* **Short exercise 1**:
Retype the SSH host keys passage word for word, everything from "With Tectia, however, there's" down to "key per name.".
* **Short exercise 2**:
Using the SSH host keys passage, decide whether each statement below agrees with it: (a) Tectia allows more than one key per host; (b) the university computing center tells people to connect to login1.foo.edu; (c) Tectia's database stores several keys in a single file. Answer yes or no for each, quoting the words from the passage that settle it.

* **Document passage**:
▬▬▬▬▬▬▬▬▬▬

Even though it allows for multiple keys per host, Tectia is missing one useful feature of OpenSSH: multiple keys per name. This sounds like the same thing, but there's a subtle difference: names can refer to more than one host. A common example is a set of load-sharing login servers hidden behind a single hostname. A university might have a set of three machines intended for general login access, each with its own name and address:

login1.foo.edu →10.0.0.1

login2.foo.edu → 10.0.0.2

login3.foo.edu → 10.0.0.3

In addition, there is a single generic name that carries all three addresses:

login.foo.edu →{10.0.0.1, 10.0.0.2, 10.0.0.3}

The university computing center tells people to connect only to login.foo.edu, and the university's naming service hands out the three addresses in round-robin order (e.g., using round-robin DNS) to share the load among the three machines. SSH has problems with this setup by default. Each time you connect to login.foo.edu, you have a two-thirds chance of reaching a different machine than you reached last time, with a different host key. SSH repeatedly complains that the host key of login.foo.com has changed and issues a warning about a possible attack against your client. This soon gets annoying. With OpenSSH, you can edit the known_hosts file to associate the generic name with each of the individual host keys, changing this:

    login1.foo.edu 1024 35 1519086808544755383...
    login2.foo.edu 1024 35 1508058310547044394...
    login3.foo.edu 1024 35 1087309429906462914...

to this:

    login1.foo.edu,login.foo.edu 1024 35 1519086808544755383...
    login2.foo.edu,login.foo.edu 1024 35 1508058310547044394...
    login3.foo.edu,login.foo.edu 1024 35 1087309429906462914...

With Tectia, however, there's no general way to do this; since the database is indexed by entries in a directory, with one key per file, it can't have more than one key per name.

▬▬▬▬▬▬▬▬▬▬

* **Data rows**:
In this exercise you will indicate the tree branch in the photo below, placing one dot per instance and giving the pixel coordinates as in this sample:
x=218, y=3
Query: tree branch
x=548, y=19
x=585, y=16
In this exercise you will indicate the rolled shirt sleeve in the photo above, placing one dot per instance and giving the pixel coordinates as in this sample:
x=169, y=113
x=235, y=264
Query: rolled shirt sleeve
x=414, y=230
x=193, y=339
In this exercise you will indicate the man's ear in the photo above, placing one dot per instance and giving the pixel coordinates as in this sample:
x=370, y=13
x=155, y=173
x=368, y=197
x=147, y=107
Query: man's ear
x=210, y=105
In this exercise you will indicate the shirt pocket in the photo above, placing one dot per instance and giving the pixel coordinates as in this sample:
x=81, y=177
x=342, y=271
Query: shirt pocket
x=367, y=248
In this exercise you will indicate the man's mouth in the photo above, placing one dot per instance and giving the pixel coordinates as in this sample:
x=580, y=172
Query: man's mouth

▬▬▬▬▬▬▬▬▬▬

* **Correct answer 1**:
With Tectia, however, there's no general way to do this; since the database is indexed by entries in a directory, with one key per file, it can't have more than one key per name.

* **Correct answer 2**:
(a) Yes: "Even though it allows for multiple keys per host, Tectia is missing one useful feature of OpenSSH"
(b) No: "The university computing center tells people to connect only to login.foo.edu"
(c) No: "since the database is indexed by entries in a directory, with one key per file"